Among the records, which lines include "mouth"? List them.

Material to process
◇ ◇ ◇ ◇

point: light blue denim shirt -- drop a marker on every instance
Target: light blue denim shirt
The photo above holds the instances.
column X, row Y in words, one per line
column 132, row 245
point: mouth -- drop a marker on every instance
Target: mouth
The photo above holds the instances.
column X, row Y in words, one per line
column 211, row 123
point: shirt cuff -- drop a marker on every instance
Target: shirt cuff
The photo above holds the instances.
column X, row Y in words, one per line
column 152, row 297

◇ ◇ ◇ ◇

Task output
point: mouth -- drop a marker on every instance
Target: mouth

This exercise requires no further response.